(关于物体位置的数据集记录)
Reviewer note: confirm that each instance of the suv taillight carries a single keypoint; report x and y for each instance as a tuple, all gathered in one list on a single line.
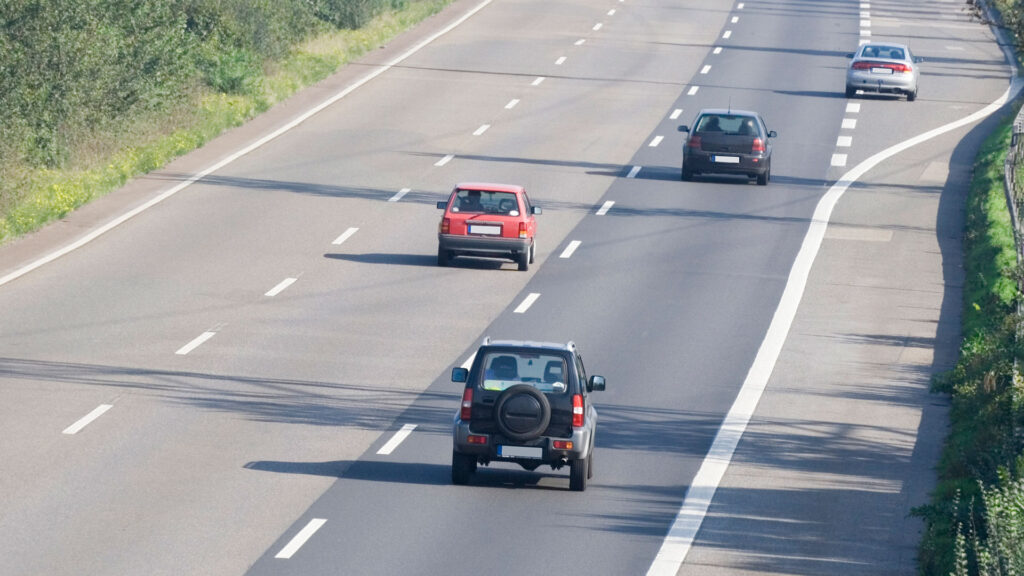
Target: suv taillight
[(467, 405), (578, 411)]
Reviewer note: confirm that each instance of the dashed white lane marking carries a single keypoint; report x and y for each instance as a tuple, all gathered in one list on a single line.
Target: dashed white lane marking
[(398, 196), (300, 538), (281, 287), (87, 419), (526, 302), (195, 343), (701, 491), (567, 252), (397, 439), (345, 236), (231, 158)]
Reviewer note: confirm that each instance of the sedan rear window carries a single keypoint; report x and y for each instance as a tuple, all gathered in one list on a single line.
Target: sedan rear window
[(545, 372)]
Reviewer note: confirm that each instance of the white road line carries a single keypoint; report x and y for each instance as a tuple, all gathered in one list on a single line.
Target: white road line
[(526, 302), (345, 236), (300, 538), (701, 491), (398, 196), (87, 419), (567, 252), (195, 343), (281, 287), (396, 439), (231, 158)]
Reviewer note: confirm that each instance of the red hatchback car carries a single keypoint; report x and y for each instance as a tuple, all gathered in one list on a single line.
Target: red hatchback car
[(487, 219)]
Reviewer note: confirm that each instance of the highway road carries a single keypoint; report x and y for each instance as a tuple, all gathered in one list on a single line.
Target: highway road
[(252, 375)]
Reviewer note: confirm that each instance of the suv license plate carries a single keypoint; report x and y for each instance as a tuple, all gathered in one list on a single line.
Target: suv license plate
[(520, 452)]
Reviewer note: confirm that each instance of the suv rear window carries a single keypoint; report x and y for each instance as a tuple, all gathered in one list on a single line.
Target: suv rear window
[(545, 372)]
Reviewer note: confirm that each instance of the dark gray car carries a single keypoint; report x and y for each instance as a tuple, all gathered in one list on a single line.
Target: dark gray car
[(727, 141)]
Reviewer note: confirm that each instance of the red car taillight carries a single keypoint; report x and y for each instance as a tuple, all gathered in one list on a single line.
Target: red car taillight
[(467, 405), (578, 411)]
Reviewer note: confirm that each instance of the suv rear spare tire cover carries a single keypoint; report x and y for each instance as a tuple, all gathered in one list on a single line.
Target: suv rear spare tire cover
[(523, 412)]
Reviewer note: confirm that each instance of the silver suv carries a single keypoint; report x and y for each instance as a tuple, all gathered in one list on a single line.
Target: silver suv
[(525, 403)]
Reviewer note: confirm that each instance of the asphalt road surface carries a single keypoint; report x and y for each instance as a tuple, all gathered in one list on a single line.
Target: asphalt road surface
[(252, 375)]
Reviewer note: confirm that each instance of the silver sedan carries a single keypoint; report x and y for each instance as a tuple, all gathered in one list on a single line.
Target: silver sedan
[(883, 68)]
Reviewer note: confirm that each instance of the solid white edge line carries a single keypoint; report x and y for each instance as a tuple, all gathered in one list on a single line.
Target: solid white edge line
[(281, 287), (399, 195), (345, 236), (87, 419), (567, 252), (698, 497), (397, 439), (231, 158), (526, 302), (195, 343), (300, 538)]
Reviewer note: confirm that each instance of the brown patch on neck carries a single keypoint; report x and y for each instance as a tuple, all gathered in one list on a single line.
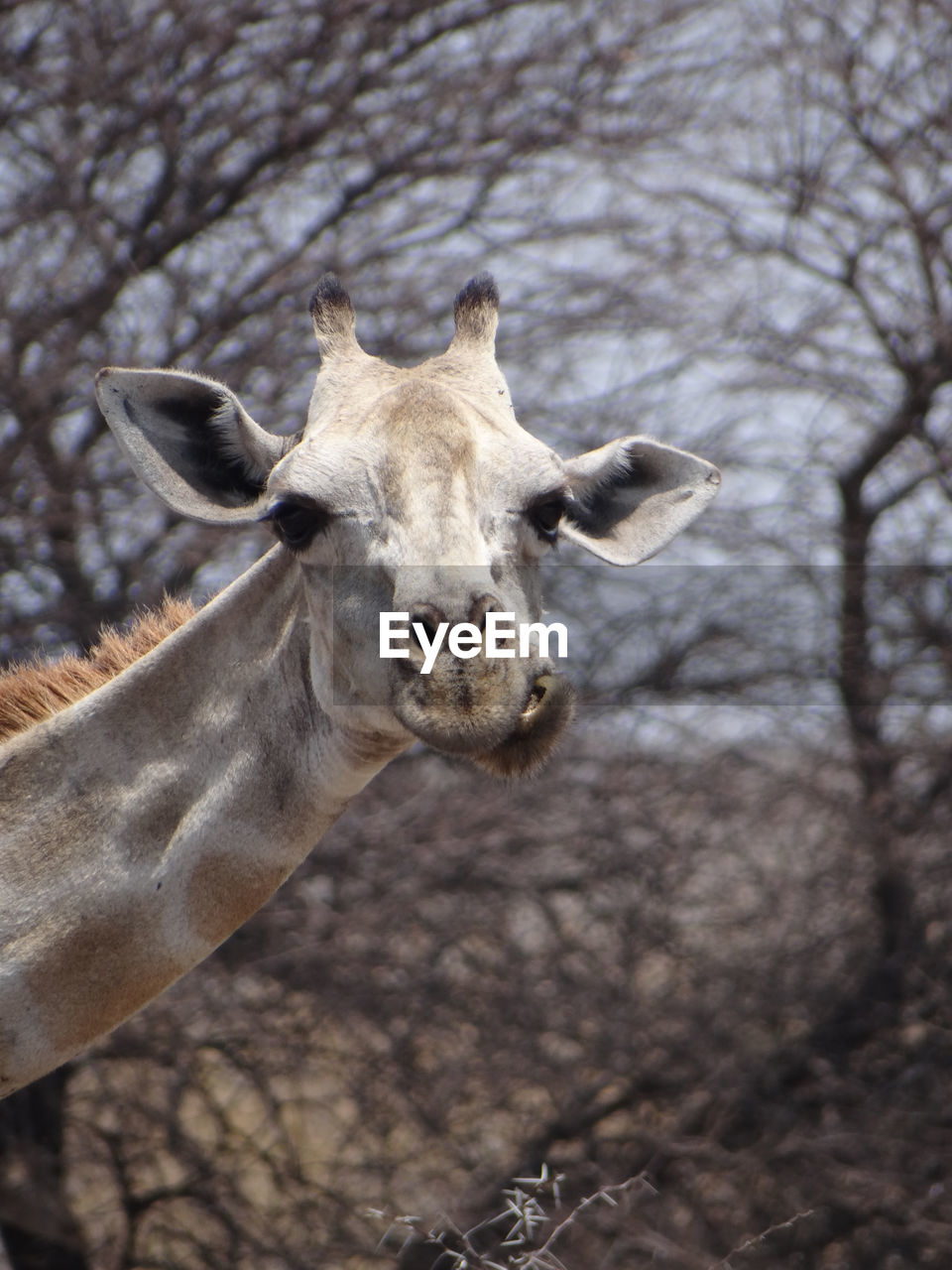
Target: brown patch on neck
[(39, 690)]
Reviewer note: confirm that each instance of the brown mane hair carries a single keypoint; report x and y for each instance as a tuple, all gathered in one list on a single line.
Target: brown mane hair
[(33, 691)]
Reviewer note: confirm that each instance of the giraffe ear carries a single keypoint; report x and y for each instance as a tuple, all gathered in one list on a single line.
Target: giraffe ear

:: 题目陈述 ::
请把上面的全部记录逐行原样抄写下来，答案中不要包含图片。

:: 书面解答 ::
Reviewer note: confirm that each instance of the suv taillight carries a single keypoint; report x and y for each instance as a tuple, all gathered in one list on a single line.
Target: suv taillight
[(467, 405), (578, 411)]
Reviewer note: confirm that each instance of the dashed white lane marking carries a single keypoint; report x and y for each instance as a tuple, all gathered in one list on a single line.
Target: dashed white lane marking
[(398, 196), (300, 538), (281, 287), (87, 419), (526, 302), (195, 343), (701, 491), (567, 252), (397, 439), (345, 236), (231, 158)]
Reviewer note: confirm that each instance of the sedan rear window carries a single keypoint; report x and y for each instance as a tuple, all gathered in one list on a single line.
Target: sedan rear window
[(545, 372)]
Reviewer note: confirm that each instance of the white road line carries a single keypoint; report x and y for each instance as a tuple, all gathered in one list on a single line.
Target: white road line
[(526, 302), (345, 236), (300, 538), (701, 491), (398, 196), (87, 419), (567, 252), (195, 343), (281, 287), (396, 439), (231, 158)]
Reviewer note: confirm that each instance of the red hatchback car carries a single keypoint; report x and y for each instance as a tuple, all gathered in one list on a single line.
Target: red hatchback car
[(487, 219)]
Reviewer note: confirm that each instance of the highway road carries a single keypoint; report x and y for each instance as a tuple, all gathered in one list on a single line.
Target: highway road
[(252, 375)]
Reviewer note: confirm that each instance of the suv license plate carries a single keypoint; report x and y for each instance as a tuple, all gathered in one list on a single line.
Target: suv license plate
[(520, 452)]
Reviewer note: confirm that each instance of the suv rear window carries a single keypoint; report x and y for each instance as a tuple, all gathered in one list on a single line.
Target: suv rear window
[(545, 372)]
Reviewer note: confirm that each instance of the dark gray car carries a single keypoint; report x and y for each instance as a tuple, all gathered in one list on a single line.
Target: dark gray car
[(727, 141)]
Reviewer note: confirm that each instance of the red car taillight carries a single keypoint; report x and y for each instance as a tuple, all gathered in one list on a single line.
Target: red car taillight
[(467, 405), (578, 411)]
Reviewer note: confirm that each instance of the suv rear spare tire cover carries a single keypoint; report x and y for each instance as a tuple, all gathered in one list on a single line.
Target: suv rear spare tire cover
[(523, 412)]
Reviewer note: confirm that each instance of the silver suv carries a single keypoint; report x and y for each instance as a tuple, all gathered in one list on a single line.
Target: silver suv
[(525, 403)]
Reviewer note: confirm that each instance of the asphalt road surface carries a single keypoint; report x and y for each instance as a tuple, all gathered in one list on a single line.
Target: asphalt road surface
[(252, 375)]
Reviewer note: confirm that each instance of the silver sedan carries a single keypoint; report x and y for each instance as a tuple, all gathered in one list on a single line.
Target: silver sedan
[(883, 68)]
Reviewer note: confirm that each instance of the solid white edge line carries a single keypoint; report x and y for each instance as a tuple, all gathered in one list on a single line.
Target: solid white edge line
[(281, 287), (399, 195), (345, 236), (87, 419), (567, 252), (698, 497), (397, 439), (231, 158), (526, 302), (195, 343), (300, 538)]
Reviewer note: confirm that each instance of the brown patch on neck carries a single keypoint; report x and y for each instance as a tuple, all gathered in one list on a single line.
Target: brown patch on neck
[(39, 690)]
Reviewer note: confirm that each instance of the brown mane hair carries a single keypoint; report x and y for each instance as a tuple, all gathered in one list on a single line.
Target: brown mane hair
[(33, 691)]
Reviewer note: confirm that each instance of the giraffe ear carries a single keypoint; report x and y for each instance as a tuple, all gathered in one list on a single line.
Target: giraffe ear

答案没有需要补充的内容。